Aim: Quote the whole listing word for word. Do not include the pictures.

Supplied records:
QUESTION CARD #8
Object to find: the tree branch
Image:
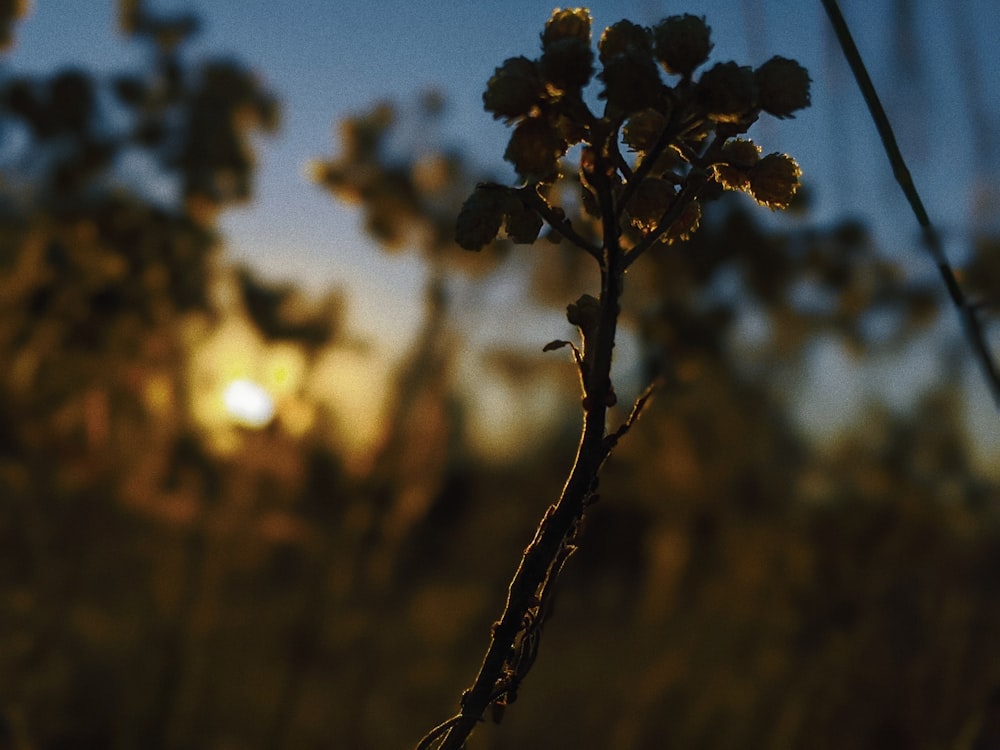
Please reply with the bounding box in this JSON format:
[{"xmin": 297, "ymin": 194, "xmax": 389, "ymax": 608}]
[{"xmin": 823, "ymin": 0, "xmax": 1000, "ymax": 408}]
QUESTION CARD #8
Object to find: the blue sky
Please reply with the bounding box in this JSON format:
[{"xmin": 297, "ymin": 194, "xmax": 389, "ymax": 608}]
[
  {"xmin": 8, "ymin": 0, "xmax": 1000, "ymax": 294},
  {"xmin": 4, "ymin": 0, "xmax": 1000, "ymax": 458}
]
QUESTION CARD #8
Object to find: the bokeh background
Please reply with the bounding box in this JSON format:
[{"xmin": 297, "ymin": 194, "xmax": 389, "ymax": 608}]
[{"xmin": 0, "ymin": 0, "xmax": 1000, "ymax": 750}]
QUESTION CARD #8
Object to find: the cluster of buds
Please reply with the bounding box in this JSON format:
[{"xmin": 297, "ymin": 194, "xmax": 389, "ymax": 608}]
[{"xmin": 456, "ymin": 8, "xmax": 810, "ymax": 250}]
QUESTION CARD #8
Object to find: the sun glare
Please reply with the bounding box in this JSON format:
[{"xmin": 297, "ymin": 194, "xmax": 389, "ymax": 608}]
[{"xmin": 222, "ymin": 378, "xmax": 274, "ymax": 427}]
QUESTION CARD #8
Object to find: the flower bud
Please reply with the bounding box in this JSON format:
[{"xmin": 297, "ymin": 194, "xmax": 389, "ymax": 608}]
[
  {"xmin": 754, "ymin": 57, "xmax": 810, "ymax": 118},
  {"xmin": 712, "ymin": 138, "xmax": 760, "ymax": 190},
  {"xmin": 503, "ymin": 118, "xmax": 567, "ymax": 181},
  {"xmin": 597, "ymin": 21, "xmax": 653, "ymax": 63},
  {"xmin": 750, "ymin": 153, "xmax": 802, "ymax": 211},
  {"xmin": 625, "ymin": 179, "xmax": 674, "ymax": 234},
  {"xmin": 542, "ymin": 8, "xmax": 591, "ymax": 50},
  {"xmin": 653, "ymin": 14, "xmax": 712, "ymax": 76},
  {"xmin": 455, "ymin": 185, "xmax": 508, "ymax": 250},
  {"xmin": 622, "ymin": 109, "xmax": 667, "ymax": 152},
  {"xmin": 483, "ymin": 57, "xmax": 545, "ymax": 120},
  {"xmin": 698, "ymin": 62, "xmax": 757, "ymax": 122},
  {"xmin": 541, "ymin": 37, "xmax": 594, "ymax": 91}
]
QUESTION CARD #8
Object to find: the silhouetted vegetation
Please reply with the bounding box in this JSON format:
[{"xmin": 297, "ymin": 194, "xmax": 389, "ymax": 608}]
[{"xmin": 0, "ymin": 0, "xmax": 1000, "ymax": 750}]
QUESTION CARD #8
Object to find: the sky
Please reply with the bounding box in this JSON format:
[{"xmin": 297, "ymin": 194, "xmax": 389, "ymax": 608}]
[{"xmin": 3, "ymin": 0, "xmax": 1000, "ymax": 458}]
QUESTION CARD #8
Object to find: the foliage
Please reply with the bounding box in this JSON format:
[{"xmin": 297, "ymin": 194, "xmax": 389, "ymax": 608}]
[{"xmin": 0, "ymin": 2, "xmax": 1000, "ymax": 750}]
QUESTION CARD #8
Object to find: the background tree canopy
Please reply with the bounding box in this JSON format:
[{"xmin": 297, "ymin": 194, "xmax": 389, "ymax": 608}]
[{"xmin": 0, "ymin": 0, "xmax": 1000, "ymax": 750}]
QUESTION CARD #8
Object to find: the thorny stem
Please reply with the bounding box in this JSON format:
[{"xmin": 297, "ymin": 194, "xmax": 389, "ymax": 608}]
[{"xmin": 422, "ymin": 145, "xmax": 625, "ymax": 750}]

Final answer:
QUESTION CARD #8
Object to find: the tree branch
Image:
Please reply with the bounding box in this JSON format:
[{"xmin": 297, "ymin": 194, "xmax": 389, "ymax": 608}]
[{"xmin": 823, "ymin": 0, "xmax": 1000, "ymax": 408}]
QUESTION CARD #8
Object to find: the blue sky
Please reply with the bounding box in this JSON format:
[{"xmin": 297, "ymin": 194, "xmax": 389, "ymax": 608}]
[
  {"xmin": 8, "ymin": 0, "xmax": 1000, "ymax": 294},
  {"xmin": 4, "ymin": 0, "xmax": 1000, "ymax": 458}
]
QUESTION CARD #8
Object to find: the bokeh background
Please reply with the bounding box in this JSON format:
[{"xmin": 297, "ymin": 194, "xmax": 389, "ymax": 608}]
[{"xmin": 0, "ymin": 0, "xmax": 1000, "ymax": 750}]
QUESTION CARD #8
Object to find: the cluster of buds
Please reply with the bounding box in this JSON format:
[{"xmin": 297, "ymin": 194, "xmax": 389, "ymax": 608}]
[{"xmin": 456, "ymin": 8, "xmax": 810, "ymax": 250}]
QUESTION CARD #8
Object to find: the sun glare
Please reply with the bounding box in this JSON format:
[{"xmin": 297, "ymin": 194, "xmax": 389, "ymax": 608}]
[{"xmin": 222, "ymin": 378, "xmax": 274, "ymax": 427}]
QUESTION CARD #8
Object to find: the flower bud
Please reply with the bounding box in this JSON format:
[{"xmin": 297, "ymin": 194, "xmax": 389, "ymax": 608}]
[
  {"xmin": 754, "ymin": 57, "xmax": 810, "ymax": 118},
  {"xmin": 712, "ymin": 138, "xmax": 760, "ymax": 190},
  {"xmin": 503, "ymin": 118, "xmax": 567, "ymax": 181},
  {"xmin": 597, "ymin": 21, "xmax": 653, "ymax": 63},
  {"xmin": 750, "ymin": 153, "xmax": 802, "ymax": 211},
  {"xmin": 625, "ymin": 179, "xmax": 674, "ymax": 234},
  {"xmin": 542, "ymin": 8, "xmax": 591, "ymax": 50},
  {"xmin": 653, "ymin": 14, "xmax": 712, "ymax": 76},
  {"xmin": 455, "ymin": 185, "xmax": 508, "ymax": 250},
  {"xmin": 622, "ymin": 109, "xmax": 667, "ymax": 152},
  {"xmin": 483, "ymin": 57, "xmax": 545, "ymax": 120},
  {"xmin": 698, "ymin": 62, "xmax": 757, "ymax": 122},
  {"xmin": 541, "ymin": 37, "xmax": 594, "ymax": 91}
]
QUESTION CARD #8
Object to find: the silhouetted vegetation
Please reply with the bounding box in this JSON format:
[{"xmin": 297, "ymin": 194, "xmax": 389, "ymax": 608}]
[{"xmin": 0, "ymin": 0, "xmax": 1000, "ymax": 750}]
QUESTION CARD #8
Object to find: the sky
Please reply with the bounding box in this JSON format:
[{"xmin": 297, "ymin": 194, "xmax": 389, "ymax": 608}]
[{"xmin": 3, "ymin": 0, "xmax": 1000, "ymax": 458}]
QUESTION CARD #8
Object to find: the foliage
Please reply with the bounding box in this JSON format:
[{"xmin": 297, "ymin": 194, "xmax": 389, "ymax": 608}]
[{"xmin": 0, "ymin": 2, "xmax": 1000, "ymax": 750}]
QUESTION CARD #8
Object to find: the background tree canopy
Please reply with the bounding box in this JSON format:
[{"xmin": 297, "ymin": 194, "xmax": 389, "ymax": 608}]
[{"xmin": 0, "ymin": 0, "xmax": 1000, "ymax": 750}]
QUESTION CARD #8
Object to find: the thorny stem
Please reply with the bounding box in this JSON format:
[{"xmin": 297, "ymin": 194, "xmax": 389, "ymax": 608}]
[{"xmin": 422, "ymin": 145, "xmax": 625, "ymax": 750}]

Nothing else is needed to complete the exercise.